TASK OBJECTIVE » This task calls for copying every line in the data below that contains the word "glass".

[[ MATERIAL FOR THE TASK, beginning ]]

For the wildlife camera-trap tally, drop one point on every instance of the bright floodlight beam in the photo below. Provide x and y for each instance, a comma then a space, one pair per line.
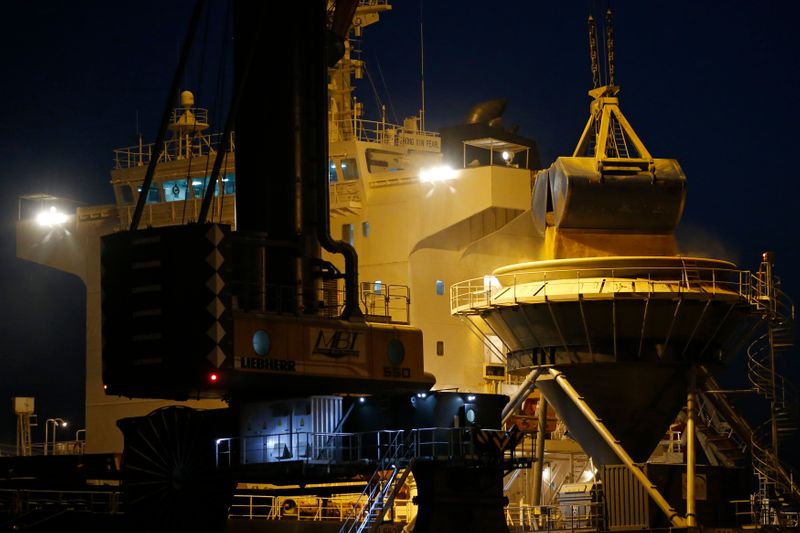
51, 217
440, 173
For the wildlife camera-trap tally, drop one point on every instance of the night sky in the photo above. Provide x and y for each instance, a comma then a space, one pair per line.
711, 84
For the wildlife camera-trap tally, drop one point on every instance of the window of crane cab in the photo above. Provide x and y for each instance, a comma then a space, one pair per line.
125, 194
153, 197
332, 176
174, 190
349, 169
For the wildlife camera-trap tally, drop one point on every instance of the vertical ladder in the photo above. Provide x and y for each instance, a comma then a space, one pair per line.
778, 312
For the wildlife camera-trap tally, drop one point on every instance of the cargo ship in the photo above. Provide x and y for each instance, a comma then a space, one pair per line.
573, 370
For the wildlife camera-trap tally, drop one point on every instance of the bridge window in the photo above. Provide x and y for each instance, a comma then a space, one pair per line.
174, 190
229, 183
199, 187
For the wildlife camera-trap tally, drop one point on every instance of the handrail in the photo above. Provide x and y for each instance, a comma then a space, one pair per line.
173, 149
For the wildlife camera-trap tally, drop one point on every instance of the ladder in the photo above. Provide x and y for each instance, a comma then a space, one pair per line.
389, 477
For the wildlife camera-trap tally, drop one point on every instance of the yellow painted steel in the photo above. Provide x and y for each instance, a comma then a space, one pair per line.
675, 519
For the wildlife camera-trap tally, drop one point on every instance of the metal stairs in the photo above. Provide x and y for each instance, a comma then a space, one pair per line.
777, 489
721, 444
389, 477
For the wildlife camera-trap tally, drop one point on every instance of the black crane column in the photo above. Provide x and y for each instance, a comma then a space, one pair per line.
278, 149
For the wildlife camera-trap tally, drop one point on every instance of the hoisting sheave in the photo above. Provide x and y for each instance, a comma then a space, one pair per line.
611, 182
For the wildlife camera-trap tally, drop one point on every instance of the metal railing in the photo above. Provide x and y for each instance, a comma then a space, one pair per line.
24, 501
484, 292
392, 302
388, 134
174, 149
433, 443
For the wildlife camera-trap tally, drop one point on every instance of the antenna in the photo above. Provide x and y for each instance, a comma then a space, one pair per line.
610, 46
421, 69
593, 53
608, 62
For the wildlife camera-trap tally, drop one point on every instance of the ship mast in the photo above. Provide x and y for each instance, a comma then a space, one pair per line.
343, 109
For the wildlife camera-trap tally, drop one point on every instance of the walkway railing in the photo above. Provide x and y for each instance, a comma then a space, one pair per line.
486, 291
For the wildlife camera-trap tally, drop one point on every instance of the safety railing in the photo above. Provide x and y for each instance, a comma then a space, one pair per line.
486, 291
199, 115
565, 517
173, 149
388, 134
306, 508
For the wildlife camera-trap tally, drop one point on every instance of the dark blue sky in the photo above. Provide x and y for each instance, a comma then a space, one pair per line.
711, 84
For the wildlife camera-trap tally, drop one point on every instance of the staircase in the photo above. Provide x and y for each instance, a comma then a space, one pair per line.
721, 444
777, 490
394, 466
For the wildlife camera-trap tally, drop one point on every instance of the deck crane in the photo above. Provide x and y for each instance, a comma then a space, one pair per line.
251, 317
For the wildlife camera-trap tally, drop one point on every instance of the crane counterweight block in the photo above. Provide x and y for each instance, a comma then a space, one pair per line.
187, 315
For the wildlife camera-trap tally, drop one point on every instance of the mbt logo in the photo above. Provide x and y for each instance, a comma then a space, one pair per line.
337, 343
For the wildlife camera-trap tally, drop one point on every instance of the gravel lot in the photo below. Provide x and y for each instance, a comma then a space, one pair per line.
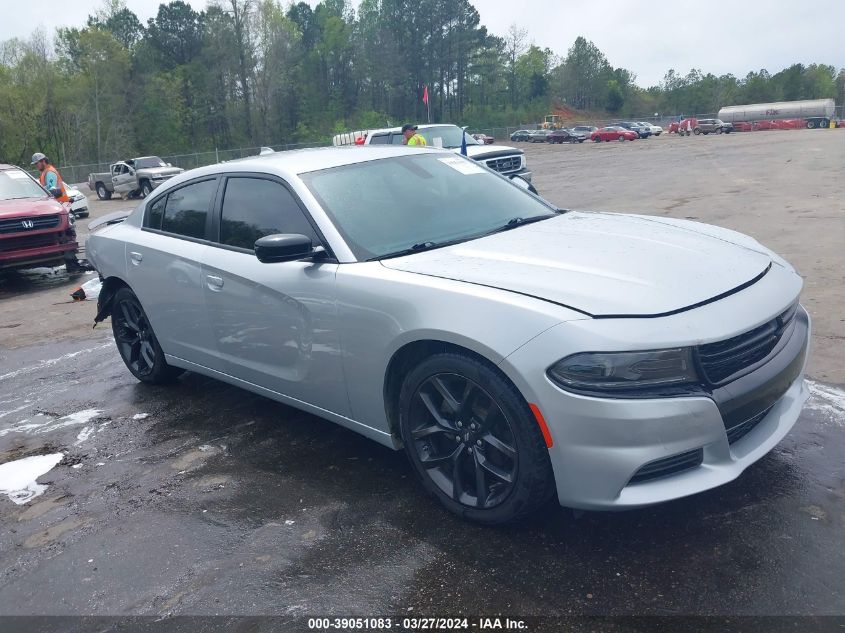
204, 499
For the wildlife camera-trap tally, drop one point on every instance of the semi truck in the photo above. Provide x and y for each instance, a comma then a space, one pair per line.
815, 113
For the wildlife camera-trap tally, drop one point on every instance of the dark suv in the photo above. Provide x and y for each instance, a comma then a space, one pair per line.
717, 126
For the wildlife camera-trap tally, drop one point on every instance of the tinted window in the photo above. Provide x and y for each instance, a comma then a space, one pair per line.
253, 208
155, 212
148, 162
186, 209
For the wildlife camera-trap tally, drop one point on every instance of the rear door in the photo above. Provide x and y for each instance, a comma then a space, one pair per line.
275, 325
165, 270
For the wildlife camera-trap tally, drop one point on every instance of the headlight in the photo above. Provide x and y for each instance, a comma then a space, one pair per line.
597, 371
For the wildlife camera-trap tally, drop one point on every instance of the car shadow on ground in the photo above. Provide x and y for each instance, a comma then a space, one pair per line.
366, 506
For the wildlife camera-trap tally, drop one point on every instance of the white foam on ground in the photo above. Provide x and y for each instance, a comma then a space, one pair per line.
53, 361
84, 434
41, 423
827, 400
18, 478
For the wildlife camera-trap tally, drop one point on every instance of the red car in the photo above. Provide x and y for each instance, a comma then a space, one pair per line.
35, 229
613, 133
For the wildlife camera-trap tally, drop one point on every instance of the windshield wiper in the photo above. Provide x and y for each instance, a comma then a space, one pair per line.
416, 248
518, 221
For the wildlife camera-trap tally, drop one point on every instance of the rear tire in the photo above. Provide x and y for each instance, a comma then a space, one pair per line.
136, 341
473, 441
102, 192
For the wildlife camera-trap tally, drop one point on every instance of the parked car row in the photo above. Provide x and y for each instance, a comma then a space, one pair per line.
621, 131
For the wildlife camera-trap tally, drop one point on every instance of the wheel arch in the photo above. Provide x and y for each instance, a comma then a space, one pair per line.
406, 357
104, 302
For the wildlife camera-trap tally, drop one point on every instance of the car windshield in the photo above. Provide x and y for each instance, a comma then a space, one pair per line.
149, 162
385, 207
16, 184
448, 136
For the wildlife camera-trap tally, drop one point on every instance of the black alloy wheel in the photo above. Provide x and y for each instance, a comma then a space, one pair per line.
473, 441
137, 342
464, 440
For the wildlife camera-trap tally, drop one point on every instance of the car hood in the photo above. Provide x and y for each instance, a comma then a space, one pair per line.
162, 171
28, 207
602, 264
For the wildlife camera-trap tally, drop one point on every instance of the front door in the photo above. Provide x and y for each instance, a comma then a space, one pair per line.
123, 178
275, 324
165, 271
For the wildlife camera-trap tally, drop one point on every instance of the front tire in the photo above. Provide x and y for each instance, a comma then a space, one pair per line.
473, 441
136, 341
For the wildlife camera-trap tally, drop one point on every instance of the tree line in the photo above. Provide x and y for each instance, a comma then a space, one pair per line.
257, 72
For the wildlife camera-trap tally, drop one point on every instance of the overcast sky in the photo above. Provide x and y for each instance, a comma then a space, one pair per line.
647, 38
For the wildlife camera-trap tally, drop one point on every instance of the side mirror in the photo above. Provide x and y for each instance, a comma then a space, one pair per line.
520, 182
273, 249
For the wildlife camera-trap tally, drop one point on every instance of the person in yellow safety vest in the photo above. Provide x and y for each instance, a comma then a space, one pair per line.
412, 137
50, 178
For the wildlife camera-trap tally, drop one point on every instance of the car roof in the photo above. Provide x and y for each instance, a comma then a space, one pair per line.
421, 126
302, 161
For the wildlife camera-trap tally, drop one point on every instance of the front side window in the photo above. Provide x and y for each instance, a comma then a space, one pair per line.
16, 184
186, 209
254, 208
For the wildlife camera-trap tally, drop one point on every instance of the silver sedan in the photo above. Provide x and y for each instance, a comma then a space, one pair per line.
516, 351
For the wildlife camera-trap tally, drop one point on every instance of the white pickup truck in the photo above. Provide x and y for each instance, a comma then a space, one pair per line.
508, 161
133, 177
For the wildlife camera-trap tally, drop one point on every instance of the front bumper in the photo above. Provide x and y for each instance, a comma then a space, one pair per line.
522, 173
601, 444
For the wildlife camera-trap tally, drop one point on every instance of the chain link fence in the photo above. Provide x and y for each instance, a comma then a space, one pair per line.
78, 174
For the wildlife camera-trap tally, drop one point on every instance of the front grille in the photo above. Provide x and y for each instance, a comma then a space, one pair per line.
28, 241
668, 466
736, 433
723, 359
16, 225
505, 164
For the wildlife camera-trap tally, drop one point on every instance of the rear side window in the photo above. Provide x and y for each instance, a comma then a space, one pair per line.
186, 209
254, 208
155, 213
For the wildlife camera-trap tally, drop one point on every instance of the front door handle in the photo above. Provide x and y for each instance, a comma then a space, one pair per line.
214, 283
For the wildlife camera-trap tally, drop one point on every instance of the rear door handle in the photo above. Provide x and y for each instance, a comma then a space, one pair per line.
214, 283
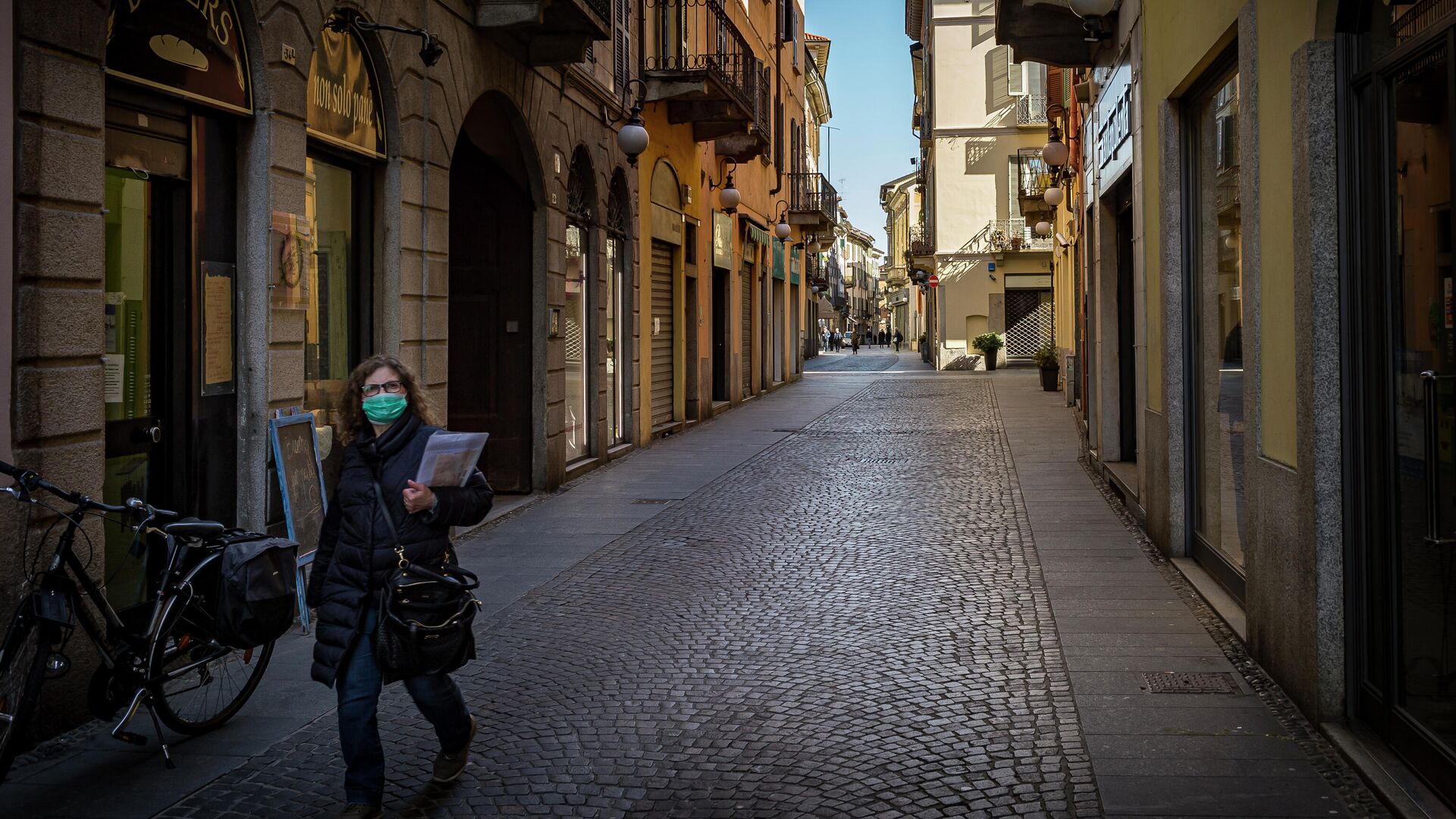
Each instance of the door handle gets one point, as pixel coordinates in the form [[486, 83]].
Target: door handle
[[1433, 494]]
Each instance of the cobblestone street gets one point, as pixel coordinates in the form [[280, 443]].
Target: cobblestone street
[[854, 621]]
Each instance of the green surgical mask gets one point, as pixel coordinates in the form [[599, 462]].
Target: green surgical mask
[[384, 407]]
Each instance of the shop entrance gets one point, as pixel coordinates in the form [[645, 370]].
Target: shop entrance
[[491, 333], [169, 271], [1401, 455], [721, 319]]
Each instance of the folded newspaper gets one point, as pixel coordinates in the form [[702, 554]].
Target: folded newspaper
[[450, 458]]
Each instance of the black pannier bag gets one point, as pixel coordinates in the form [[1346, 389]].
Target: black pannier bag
[[258, 589]]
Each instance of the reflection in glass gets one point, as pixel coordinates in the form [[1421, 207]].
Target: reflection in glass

[[ MATERIAL FOR THE TASK, end ]]

REPLY »
Each instance of the reflection in glass gets one point, as pixel coordinates in the form [[1421, 207]].
Target: reflection in glass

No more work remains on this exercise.